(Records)
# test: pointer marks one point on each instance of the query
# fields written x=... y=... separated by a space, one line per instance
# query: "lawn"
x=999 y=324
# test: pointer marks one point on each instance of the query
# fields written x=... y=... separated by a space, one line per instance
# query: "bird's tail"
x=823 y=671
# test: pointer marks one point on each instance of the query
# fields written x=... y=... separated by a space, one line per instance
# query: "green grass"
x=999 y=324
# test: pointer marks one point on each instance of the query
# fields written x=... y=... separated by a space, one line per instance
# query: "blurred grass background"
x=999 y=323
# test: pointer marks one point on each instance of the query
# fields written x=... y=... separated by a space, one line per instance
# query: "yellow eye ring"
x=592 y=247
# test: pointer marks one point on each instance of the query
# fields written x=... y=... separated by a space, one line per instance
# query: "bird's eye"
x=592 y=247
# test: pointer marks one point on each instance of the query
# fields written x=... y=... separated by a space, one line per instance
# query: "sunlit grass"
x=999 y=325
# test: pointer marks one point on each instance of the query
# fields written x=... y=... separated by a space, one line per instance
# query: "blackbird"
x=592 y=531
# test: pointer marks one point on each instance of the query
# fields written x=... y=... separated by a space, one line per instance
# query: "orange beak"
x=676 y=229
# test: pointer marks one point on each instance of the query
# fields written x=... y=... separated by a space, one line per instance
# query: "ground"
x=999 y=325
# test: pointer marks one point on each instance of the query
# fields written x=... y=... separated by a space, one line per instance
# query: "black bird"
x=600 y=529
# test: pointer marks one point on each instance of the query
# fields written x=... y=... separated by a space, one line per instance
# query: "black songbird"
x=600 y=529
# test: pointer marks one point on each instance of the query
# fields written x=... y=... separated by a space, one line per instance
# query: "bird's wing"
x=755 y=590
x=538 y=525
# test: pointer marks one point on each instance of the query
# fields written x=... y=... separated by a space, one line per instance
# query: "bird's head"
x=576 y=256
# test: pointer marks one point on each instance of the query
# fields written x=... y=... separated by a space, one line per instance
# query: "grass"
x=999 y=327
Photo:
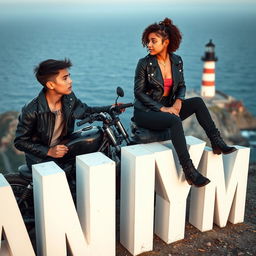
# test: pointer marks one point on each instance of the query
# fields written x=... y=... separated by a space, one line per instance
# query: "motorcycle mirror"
x=120 y=91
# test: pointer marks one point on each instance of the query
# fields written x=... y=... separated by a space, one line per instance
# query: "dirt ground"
x=234 y=239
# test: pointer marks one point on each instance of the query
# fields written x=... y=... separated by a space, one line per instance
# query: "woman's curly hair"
x=167 y=30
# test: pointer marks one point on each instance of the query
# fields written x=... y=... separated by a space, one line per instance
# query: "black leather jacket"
x=36 y=123
x=149 y=84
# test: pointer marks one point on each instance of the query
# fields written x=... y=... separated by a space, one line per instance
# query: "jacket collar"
x=173 y=57
x=42 y=102
x=67 y=100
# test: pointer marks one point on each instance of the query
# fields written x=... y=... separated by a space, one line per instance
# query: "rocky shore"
x=229 y=114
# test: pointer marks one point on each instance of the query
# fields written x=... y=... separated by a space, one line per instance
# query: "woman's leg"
x=161 y=120
x=197 y=106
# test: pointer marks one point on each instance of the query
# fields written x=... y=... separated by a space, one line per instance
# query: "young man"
x=50 y=116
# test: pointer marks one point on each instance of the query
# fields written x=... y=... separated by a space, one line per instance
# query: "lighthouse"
x=208 y=78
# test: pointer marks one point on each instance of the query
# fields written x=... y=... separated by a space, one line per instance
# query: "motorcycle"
x=106 y=138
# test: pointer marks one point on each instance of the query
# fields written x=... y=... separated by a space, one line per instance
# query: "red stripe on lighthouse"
x=208 y=83
x=209 y=70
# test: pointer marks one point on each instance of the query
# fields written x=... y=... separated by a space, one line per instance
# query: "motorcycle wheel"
x=26 y=204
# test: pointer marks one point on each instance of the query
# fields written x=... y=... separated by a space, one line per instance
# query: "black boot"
x=194 y=177
x=218 y=145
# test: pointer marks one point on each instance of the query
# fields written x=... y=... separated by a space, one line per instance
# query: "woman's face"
x=156 y=44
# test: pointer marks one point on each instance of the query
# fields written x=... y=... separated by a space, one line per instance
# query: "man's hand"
x=174 y=109
x=57 y=151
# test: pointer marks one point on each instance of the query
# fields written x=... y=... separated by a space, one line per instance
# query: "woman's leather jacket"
x=149 y=84
x=36 y=123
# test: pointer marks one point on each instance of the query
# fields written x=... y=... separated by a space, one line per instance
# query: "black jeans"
x=161 y=120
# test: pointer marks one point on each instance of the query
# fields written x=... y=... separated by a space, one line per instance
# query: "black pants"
x=161 y=120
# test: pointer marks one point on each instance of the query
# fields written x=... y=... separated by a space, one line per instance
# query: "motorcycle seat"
x=25 y=172
x=143 y=135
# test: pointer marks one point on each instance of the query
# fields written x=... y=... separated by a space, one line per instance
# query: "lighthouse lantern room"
x=208 y=79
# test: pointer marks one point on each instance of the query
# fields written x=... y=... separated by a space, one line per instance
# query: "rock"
x=10 y=157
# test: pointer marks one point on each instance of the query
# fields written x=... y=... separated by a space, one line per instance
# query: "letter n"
x=224 y=198
x=16 y=240
x=58 y=225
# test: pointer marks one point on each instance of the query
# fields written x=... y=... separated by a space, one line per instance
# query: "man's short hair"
x=47 y=69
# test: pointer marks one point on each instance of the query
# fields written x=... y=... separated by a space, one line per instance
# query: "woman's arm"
x=140 y=81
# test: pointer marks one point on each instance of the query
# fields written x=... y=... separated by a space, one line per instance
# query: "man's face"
x=156 y=44
x=62 y=83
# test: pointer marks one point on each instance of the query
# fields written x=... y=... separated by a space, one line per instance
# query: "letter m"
x=224 y=198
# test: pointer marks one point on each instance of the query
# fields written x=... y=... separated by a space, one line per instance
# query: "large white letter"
x=96 y=185
x=137 y=199
x=171 y=188
x=57 y=222
x=58 y=225
x=17 y=240
x=224 y=198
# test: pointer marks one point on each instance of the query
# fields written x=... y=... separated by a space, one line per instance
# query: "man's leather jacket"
x=149 y=84
x=36 y=123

WHAT IS ASKED: Please write out all of the data above again, swapping "instance" for "occurrence" wherever it occurs and changing nothing else. Leave the pictures out of your answer.

TASK RESULT:
# test: pointer marks one point on each occurrence of the query
# fields written x=... y=... separated by a space, one line per occurrence
# query: "lawn"
x=999 y=324
# test: pointer marks one point on each occurrence of the query
# fields written x=... y=... separated by a space, one line per occurrence
# query: "bird's tail"
x=823 y=671
# test: pointer marks one point on each occurrence of the query
# fields written x=... y=... separated by a space, one line per occurrence
# query: "green grass"
x=999 y=324
# test: pointer marks one point on each occurrence of the query
# fields written x=... y=... separated by a space, one line per occurrence
# query: "blurred grass background"
x=999 y=323
# test: pointer marks one point on each occurrence of the query
# fields written x=... y=... separated by a space, one line per occurrence
# query: "yellow eye ring"
x=592 y=247
# test: pointer marks one point on each occurrence of the query
# fields written x=... y=... separated by a space, one line per occurrence
# query: "bird's eye"
x=592 y=247
# test: pointer marks one point on each occurrence of the query
# fields written x=... y=... separated by a space, one line per occurrence
# query: "sunlit grass"
x=999 y=325
# test: pointer marks one point on each occurrence of the query
# fields written x=... y=... separated by a space, one line per occurrence
# query: "blackbird"
x=592 y=531
# test: pointer marks one point on each occurrence of the query
# fields written x=... y=... separated by a space, one line per occurrence
# query: "orange beak"
x=676 y=229
# test: pointer marks one point on each occurrence of the query
# fields written x=... y=... separated by a space, one line per occurrence
# query: "ground"
x=999 y=325
# test: pointer marks one point on each occurrence of the query
# fields written x=... y=... separated by a space, one line per occurrence
# query: "black bird"
x=600 y=529
# test: pointer marks one point on each occurrence of the query
# fields written x=... y=... separated by a space, one line per occurrence
# query: "black songbird"
x=600 y=529
# test: pointer marks one point on each occurrence of the query
# fields written x=... y=... separated by a space, one line per occurrence
# query: "bird's wing"
x=755 y=590
x=538 y=525
# test: pointer marks one point on each occurrence of the query
# fields written x=... y=... separated by a space, one line per occurrence
# query: "bird's head"
x=576 y=256
# test: pointer marks one point on each occurrence of the query
# fields written x=... y=... separated by a space, one line per occurrence
# query: "grass"
x=999 y=327
Photo:
# test: pointer marks one point on each occurrence of the query
# fields written x=... y=... separated by a space, one line per occurrence
# query: "motorcycle mirror"
x=120 y=91
# test: pointer marks one point on each occurrence of the query
# fields written x=... y=... separated by a space, one line per occurrence
# query: "dirt ground"
x=234 y=239
# test: pointer marks one point on each occurrence of the query
# fields written x=... y=... separated by a space, one line per occurrence
# query: "woman's curly hair"
x=167 y=30
# test: pointer marks one point on each occurrence of the query
# fields written x=... y=... separated by a space, one line per occurrence
# query: "black leather jacket"
x=36 y=123
x=149 y=84
# test: pointer marks one point on each occurrence of the query
# fields written x=... y=... separated by a space, one line per occurrence
# query: "jacket collar"
x=173 y=57
x=42 y=102
x=67 y=100
# test: pointer marks one point on each occurrence of the query
# fields written x=... y=... separated by a space, one line per occurrence
# query: "rocky shore"
x=229 y=114
# test: pointer marks one point on each occurrence of the query
# fields written x=... y=... separated by a space, one line per occurrence
# query: "woman's leg"
x=161 y=120
x=197 y=106
# test: pointer marks one point on each occurrence of the query
# fields written x=... y=... separated by a space, one line per occurrence
# query: "young man"
x=50 y=116
# test: pointer marks one point on each occurrence of the query
# fields written x=... y=... separated by a space, one line per occurrence
# query: "lighthouse"
x=208 y=78
# test: pointer marks one point on each occurrence of the query
# fields written x=... y=... separated by a space, one line per occurrence
# query: "motorcycle"
x=106 y=138
# test: pointer marks one point on each occurrence of the query
# fields written x=... y=... separated by a space, one line per occurrence
# query: "red stripe on lighthouse"
x=208 y=83
x=209 y=70
# test: pointer marks one point on each occurrence of the query
# fields written x=... y=... separated by a space, one line per occurrence
# query: "motorcycle wheel"
x=26 y=204
# test: pointer marks one point on each occurrence of the query
# fields written x=... y=... separated by a space, one line per occurrence
# query: "black boot"
x=194 y=177
x=218 y=145
# test: pointer marks one point on each occurrence of the query
# fields written x=... y=... separated by a space, one line per occurrence
# query: "woman's face"
x=156 y=44
# test: pointer marks one point on each occurrence of the query
# fields written x=... y=... separated by a space, one line per occurrence
# query: "man's hand"
x=174 y=109
x=57 y=151
# test: pointer marks one point on each occurrence of the query
# fields written x=... y=... separated by a space, one line per occurrence
# query: "woman's leather jacket"
x=149 y=84
x=36 y=123
# test: pointer marks one point on each occurrence of the query
# fields written x=... y=... separated by a space, one line per occurrence
# query: "black jeans"
x=161 y=120
# test: pointer marks one point on each occurrence of the query
# fields written x=... y=... separated by a space, one line per occurrence
# query: "black pants"
x=161 y=120
# test: pointer marks one point on each occurrence of the query
# fields written x=... y=... separated by a space, one line per occurrence
# query: "motorcycle seat"
x=25 y=172
x=143 y=135
# test: pointer marks one point on each occurrence of the query
# fields written x=... y=... separated by a space, one line per occurrence
# query: "lighthouse lantern room"
x=208 y=79
# test: pointer marks one point on each occurrence of the query
# fields written x=... y=... separated by a space, one line per occurrence
# query: "rock"
x=10 y=157
# test: pointer marks one point on each occurrence of the query
# fields written x=... y=... separated by a space, one line per occurrence
# query: "letter n"
x=224 y=198
x=16 y=240
x=58 y=225
# test: pointer marks one point on each occurrence of the query
# fields written x=... y=... separated by a space, one line per occurrence
# query: "man's short hair"
x=47 y=69
# test: pointer marks one point on each occurrence of the query
# fields written x=... y=... separated by a space, one line per occurrence
# query: "woman's arm"
x=140 y=81
# test: pointer marks one point on each occurrence of the query
# fields written x=... y=... separated by a space, one line per occurrence
# query: "man's face"
x=156 y=44
x=62 y=83
# test: pointer marks one point on each occurrence of the query
# fields written x=... y=... separated by a space, one line per occurrence
# query: "letter m"
x=224 y=198
# test: pointer marks one point on each occurrence of the query
# fields written x=... y=... separated by a space, one line per occurrence
# query: "large white letter"
x=96 y=185
x=137 y=199
x=171 y=188
x=57 y=222
x=58 y=225
x=17 y=240
x=224 y=198
# test: pointer marks one point on each occurrence of the query
# fields written x=... y=... separated by a space, one line per occurrence
# query: "man's leather jacket"
x=149 y=84
x=36 y=123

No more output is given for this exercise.